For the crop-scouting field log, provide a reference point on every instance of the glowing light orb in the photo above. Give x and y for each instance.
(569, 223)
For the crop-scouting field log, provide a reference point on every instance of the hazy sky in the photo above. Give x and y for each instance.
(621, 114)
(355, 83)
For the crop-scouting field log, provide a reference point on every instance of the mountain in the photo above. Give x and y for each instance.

TASK DESCRIPTION
Your task is to repeat every line exactly.

ANSWER
For the crop-scouting field log, provide a reference point on every instance of the glowing light orb in the photo above. Give x and y for each instance.
(569, 223)
For the crop-scouting field log, provide a reference point on every instance of the hazy sky in the photo above. Give x and y for each instance.
(621, 114)
(355, 83)
For the crop-scouting field log, provide a reference point on every instance of the mountain in the photo above. Give x and y for each instance.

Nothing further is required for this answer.